* [练习要求]
下面有一段关于德波关系和但泽问题的节选，请从它的最后一句之后接着往下写。

* [阅读节选]
——————

其时,从5月底起,德波关系的调子已经开始显得越来越尖酸刻薄。《德国外交-政治通讯》和波兰外交部分别于6月12日和14日向对方发出了语言刻毒的公报。前者抱怨波兰迫害德意志少数民族的事日益增多;宣称在但泽的事情上,最重要的是“西方国家给予波兰的政治空白支票已导致了一定程度的不合理状态,这种程度已开始具有危险的成份”。后者则否认波兰的态度有任何变得更加强硬的变化,因为它把但泽的不安宁归咎于“那些十分接近德国政府的分子”。6月14日,德国驻华沙大使毛奇到波兰外交部去(这是他第一次)抗议那些针对德意志少数民族的严峻的行政措施。17日,戈培尔到达但泽,这次访问是作为区文化周的最**预先安排好的。紧接着就在他讲明是未预先作过准备的演说中,猛烈地攻击了波兰和英国。他把英国人的演讲说成全是“吵吵嚷嚷的同假想敌人的拳击练习”,是想以许多空话来掩盖它的缺乏力量和决心。他宣称元首在4月28日的讲话中已说得很清楚,德国赞同但泽要回到德国中来的愿望;全世界应该已经从经验中认识到元首是决不说空话的;但泽的德意志人可以满怀信心地展望来来,因为国家社会主义的德国是站在他们一边的。这次的思想倾泻和第二天发表的另外一次较为温和的讲话,据法国驻柏林大使判断,是想要在德波两国关系问题的演变中“标志出一个日期和一个时代”。而德国报纸的确也真的把但泽的欢迎这两次讲话说成是领土合并的第一次真正的表示,等于是一次赞同德国的公民投票。

在柏林,戈培尔6月21日在夏至节庆祝会上发表的讲话中,据报告曾宣称德国打算“把历史上曾属于它的一切领土都收回”。大约在十天之后,但泽参议院新闻处印发了一本小册子:《但泽:什么正处在危险之中?》。其中明确地写道:“就但泽、走廊和其他被任意地从第三帝国分离出去的领土而论,它是一个德国土地的问题,要占有这种土地,波兰无论是道义上的、历史方面的、文明或文化方面的理由,都不可能提得出来”。

——————

* [提取数据]
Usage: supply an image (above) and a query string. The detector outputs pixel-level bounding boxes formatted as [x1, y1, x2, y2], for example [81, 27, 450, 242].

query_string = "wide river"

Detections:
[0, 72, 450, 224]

——————

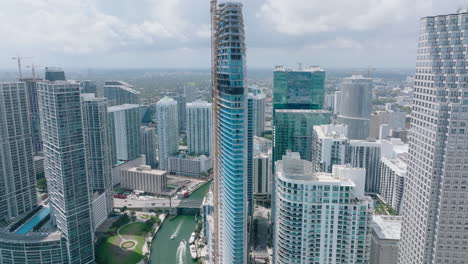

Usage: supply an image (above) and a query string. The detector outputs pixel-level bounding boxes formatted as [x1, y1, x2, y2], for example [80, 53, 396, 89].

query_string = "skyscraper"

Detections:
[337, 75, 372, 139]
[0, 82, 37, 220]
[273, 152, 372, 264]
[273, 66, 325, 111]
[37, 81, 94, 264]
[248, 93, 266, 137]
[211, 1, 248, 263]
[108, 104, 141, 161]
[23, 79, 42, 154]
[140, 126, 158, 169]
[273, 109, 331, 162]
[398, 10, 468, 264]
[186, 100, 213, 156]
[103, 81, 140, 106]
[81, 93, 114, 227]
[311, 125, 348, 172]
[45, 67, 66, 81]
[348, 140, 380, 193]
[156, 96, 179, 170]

——————

* [练习答案]
尽管受到那么多的挑衅和打搅,波兰政府仍然保持着惊人的沉着。在接近5月底发出的电报中,诺埃尔已经注意到波兰报纸不止一次地使用温和语气来评论卡尔托夫事件。6月11日他报告说,“冲锋队的集合和其中掺杂有德国正规军,这两件事似乎都不曾打扰波兰当局,因为据波兰当局的估计,他们将从他们来的路上离开但泽”。还有,在6月11日,他注意到“国民显得特别沉着,而且当政府劝告他们要表现得慎重和温和时,国民就十分驯顺地服从政府当局。”7月1日贝克向英国政府保证“波兰政府决不会被任何心理上的恐怖主义吓慌而鲁莽行动”;他接着又说,“就在昨天晚上有谣言(这是第四十九个这一类的谣言了)说,德国人马上就要开进但泽。他已见到了波兰总参谋长;已经作出决定,一个波兰士兵也不调动。他已去就寝,睡得很好。”这种“严肃的镇定”的一个理由是,波兰对实际的战略地位抱乐观的态度。可是,那种地位在每天改变,越来越不利于波兰;而波兰人也知道这一点。但他们仍把一项德俄交易的可能性视为是不可想象的而予以抹煞。6月27日接见英国大使时,波兰外交部副部长阿尔齐泽斯基表示他相信,德国还不“至于为了但泽而去冒打一场全面战争的风险”,但是它会只继续它的神经战,希望把波兰弄得在经济上精疲力尽,并破坏它对它的盟邦的信心。贝克本人于四天后也反复重申这样的意见,即德国人“主要是希望触怒和威胁波兰”。还说:“他们决不会成功。他们现在必须看看清楚,任何真的侵略就会碰到英国、法国和波兰团结一致的抗击。”7月6日他告诉诺埃尔说,波兰政府的态度“只有在波兰的主要利益(铁路、维斯杜拉河或港口的使用权)直接受到影响时才会改变”。他说,甚至到了那时,波兰政府也将首先求助于经济措施以保卫其权利,“保留其他形式的行动以准备应付最严重的意外事故”。

7月12日福斯特从但泽飞往纽伦堡,13日在贝希特斯加登受到希特勒的接见,17日他又回到了自由市。19日他去国际联盟高级专员那里,告诉他说,总理“决定不让但泽问题引起一场全面的冲突”。福斯特继续说,如果波兰公众的情绪能够平静下来,他自己就要迅速地把他的警察队伍解除武装,并把人数减到1938年时的数目;但是如果德国的威望受到任何损害,那就不可能办到了。所以,波兰人必须以谅解的精神同参议院商谈象海关检查员之类的次要问题。福斯特还要求伯克哈特“担任中间人,并尽力设法对某些问题(如果不是由他本人来决定的)至少以使双方今后能达成协议和彼此合作的观点来预先加以安排”。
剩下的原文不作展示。